Segment Start: Extracted records

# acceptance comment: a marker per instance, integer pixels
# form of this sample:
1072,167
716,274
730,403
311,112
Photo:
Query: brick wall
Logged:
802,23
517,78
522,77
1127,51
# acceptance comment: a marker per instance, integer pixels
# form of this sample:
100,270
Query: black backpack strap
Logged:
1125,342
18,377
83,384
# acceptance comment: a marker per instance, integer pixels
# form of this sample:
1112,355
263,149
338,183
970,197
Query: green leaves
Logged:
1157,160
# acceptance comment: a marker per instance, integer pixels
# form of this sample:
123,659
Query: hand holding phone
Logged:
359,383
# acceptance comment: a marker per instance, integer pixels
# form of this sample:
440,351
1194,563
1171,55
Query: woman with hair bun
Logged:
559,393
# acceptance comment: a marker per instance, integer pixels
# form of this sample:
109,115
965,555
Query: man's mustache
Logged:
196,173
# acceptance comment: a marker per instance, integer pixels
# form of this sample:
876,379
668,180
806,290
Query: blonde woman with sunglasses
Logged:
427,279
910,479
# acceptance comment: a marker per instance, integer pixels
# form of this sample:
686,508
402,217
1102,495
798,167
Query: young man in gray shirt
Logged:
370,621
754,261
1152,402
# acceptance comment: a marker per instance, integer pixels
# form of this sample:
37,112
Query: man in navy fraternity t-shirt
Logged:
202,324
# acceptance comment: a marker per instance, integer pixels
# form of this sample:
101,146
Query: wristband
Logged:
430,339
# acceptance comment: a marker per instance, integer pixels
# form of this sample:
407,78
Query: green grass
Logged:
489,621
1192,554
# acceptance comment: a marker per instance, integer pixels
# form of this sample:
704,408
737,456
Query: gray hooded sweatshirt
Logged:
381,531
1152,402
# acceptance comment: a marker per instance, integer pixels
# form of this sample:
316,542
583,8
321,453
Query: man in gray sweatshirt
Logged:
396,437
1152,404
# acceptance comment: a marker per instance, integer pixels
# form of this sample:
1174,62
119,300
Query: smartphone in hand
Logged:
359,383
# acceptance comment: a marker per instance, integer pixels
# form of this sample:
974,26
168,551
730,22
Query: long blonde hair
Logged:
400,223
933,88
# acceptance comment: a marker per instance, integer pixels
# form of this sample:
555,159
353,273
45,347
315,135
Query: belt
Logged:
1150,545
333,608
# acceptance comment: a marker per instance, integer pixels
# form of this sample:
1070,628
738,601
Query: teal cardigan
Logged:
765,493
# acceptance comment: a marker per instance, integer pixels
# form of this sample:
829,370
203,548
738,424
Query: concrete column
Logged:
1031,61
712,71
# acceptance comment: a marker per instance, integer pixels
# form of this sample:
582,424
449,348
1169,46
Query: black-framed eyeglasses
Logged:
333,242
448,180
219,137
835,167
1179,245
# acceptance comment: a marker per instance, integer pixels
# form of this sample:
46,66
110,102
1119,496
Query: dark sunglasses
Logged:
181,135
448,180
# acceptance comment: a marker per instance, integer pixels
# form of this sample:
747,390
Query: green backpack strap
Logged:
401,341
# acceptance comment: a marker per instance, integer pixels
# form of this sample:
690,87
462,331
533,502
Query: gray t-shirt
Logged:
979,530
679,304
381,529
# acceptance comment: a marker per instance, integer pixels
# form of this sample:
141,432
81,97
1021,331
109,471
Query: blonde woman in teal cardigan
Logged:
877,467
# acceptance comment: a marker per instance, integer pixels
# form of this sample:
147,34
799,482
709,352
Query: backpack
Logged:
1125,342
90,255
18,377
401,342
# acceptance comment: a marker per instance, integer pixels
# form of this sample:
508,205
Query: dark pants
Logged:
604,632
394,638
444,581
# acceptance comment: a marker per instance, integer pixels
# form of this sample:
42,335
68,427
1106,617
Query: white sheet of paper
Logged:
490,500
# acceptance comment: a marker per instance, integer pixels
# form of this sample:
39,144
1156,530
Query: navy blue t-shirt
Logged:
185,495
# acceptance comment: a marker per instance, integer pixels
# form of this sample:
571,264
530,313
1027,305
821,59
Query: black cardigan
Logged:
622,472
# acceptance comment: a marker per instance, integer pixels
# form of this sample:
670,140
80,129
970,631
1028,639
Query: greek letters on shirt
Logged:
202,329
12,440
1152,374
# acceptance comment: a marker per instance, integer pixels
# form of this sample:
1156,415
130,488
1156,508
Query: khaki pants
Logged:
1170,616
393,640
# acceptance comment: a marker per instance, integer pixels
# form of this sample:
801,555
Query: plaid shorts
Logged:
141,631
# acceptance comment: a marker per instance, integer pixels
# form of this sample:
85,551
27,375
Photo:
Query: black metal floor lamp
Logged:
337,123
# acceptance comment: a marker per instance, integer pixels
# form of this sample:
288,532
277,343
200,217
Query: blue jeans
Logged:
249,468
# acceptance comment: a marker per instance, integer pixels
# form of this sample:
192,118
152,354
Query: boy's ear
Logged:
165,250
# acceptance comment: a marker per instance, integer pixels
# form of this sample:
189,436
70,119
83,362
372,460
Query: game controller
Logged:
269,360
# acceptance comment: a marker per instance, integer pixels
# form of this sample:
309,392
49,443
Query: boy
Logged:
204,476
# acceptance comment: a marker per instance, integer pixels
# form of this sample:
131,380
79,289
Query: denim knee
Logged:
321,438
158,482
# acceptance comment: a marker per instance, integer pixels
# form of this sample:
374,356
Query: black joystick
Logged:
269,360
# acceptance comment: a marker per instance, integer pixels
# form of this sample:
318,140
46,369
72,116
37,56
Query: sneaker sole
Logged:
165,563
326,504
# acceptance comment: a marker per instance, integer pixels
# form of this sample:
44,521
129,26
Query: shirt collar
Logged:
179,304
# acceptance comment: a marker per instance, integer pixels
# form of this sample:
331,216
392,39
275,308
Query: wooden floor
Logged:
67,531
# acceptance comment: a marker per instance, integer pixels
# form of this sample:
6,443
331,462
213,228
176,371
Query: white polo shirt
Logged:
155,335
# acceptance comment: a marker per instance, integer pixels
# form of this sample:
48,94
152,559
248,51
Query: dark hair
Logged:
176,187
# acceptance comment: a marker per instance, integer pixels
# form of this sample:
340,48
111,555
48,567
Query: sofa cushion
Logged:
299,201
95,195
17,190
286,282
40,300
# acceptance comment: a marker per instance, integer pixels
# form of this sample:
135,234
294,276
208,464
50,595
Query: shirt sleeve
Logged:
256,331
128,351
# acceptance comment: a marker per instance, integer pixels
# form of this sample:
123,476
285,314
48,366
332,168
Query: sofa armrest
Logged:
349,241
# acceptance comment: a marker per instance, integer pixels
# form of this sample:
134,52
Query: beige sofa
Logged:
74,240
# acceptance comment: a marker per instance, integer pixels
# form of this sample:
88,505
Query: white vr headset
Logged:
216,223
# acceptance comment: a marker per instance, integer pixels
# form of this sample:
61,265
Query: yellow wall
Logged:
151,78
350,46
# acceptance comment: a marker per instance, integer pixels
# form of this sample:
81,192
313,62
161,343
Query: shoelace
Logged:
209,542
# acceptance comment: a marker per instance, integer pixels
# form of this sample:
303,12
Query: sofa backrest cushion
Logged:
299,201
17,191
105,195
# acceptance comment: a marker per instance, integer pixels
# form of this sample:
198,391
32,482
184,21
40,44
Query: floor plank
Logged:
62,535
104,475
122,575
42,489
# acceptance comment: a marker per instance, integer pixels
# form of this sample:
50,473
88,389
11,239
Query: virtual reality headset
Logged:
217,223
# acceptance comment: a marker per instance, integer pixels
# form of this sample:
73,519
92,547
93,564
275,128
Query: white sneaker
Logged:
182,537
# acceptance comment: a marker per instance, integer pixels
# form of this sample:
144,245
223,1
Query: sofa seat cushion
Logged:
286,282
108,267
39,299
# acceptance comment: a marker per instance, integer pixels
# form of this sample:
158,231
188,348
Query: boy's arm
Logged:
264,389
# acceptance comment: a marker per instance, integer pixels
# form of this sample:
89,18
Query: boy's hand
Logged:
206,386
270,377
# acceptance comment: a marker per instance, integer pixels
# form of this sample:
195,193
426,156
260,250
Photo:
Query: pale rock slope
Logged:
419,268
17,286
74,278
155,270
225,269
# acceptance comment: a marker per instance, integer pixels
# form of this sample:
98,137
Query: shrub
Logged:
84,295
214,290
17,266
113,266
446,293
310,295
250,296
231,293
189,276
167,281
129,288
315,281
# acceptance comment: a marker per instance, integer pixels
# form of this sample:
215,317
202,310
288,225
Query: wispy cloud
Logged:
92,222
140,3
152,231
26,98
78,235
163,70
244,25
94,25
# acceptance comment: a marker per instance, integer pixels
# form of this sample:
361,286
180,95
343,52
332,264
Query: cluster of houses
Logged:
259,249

Segment End: Extracted records

▸ **Work instructions**: Please determine how many lines of the records above contain "navy", and state that number only.

▸ **Finished task**: 2